◆ What to work on ◆
Extend the forum post below about non-atomic CLOEXEC and file descriptors leaking into child processes, starting right after its final sentence.

◆ Extract ◆
RalfJung on 17 Nov 2018

❤3 👍1

Every platform other than linux is now "memory unsafe" by default because of non-atomic CLOEXEC. We do our best to atomically create file descriptors and set CLOEXEC, but that isn't always possible so handles to file descriptors can leak into child processes. Once they're leaked you no longer have a static guarantee that only your process has access to it.

I had no idea non-Linux unixes do not have an atomic CLOEXEC. That is sad :(

However, since creating a File from a file descriptor is unsafe, the new process cannot actually do anything with those extra file descriptors that it got leaked, right? Also, CLOEXEC changes behavior on exec, not fork. So I do not see how it breaks my pipe example.

Would it be possible to acquire a lock across open a file and setting CLOEXEC, and take the same lock across a fork? Then we could be sure that in the forked-off process, all file descriptors (well, at least the one we can have any say about) have CLOEXEC set. I do not know if such a lock would be prohibitive in terms of performance, though.

◆ Data segment ◆
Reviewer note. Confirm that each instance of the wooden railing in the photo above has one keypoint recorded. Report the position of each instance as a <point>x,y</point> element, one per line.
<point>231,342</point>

◆ Answer to this problem ◆
RalfJung on 18 Nov 2018

To me at least @RalfJung has made compelling arguments for why before_exec should be unsafe so I think we should at the very least try a crater run with before_exec as unsafe fn and see what the extent of the breakage is and then depending on the outcome change it outright or use a compatibility-warning period to ease crates into this.

Centril on 20 Nov 2018

What safety warnings should it carry then? Shall nix crate's fork also be unsafe then?

vi on 20 Nov 2018

fork should definitely be consistent with before_exec.

I can prepare a PR that marks this unsafe, so that we can crater it to get some more data.

RalfJung on 20 Nov 2018

@Centril Is this something that should be nominated for lang and libs team discussion? There'd be an FCP anyway if we decide to go with it.

RalfJung on 20 Nov 2018

Actually we're not even getting the compiler built... jobserver fails:

error[E0133]: call to unsafe function is unsafe and requires unsafe function or block
   --> /home/r/.cargo/registry/src/github.com-1ecc6299db9ec823/jobserver-0.1.11/src/lib.rs:566:13
    |
566 | /             cmd.before_exec(move || {
567 | |                 set_cloexec(read, false)?;
568 | |                 set_cloexec(write, false)?;
569 | |                 Ok(())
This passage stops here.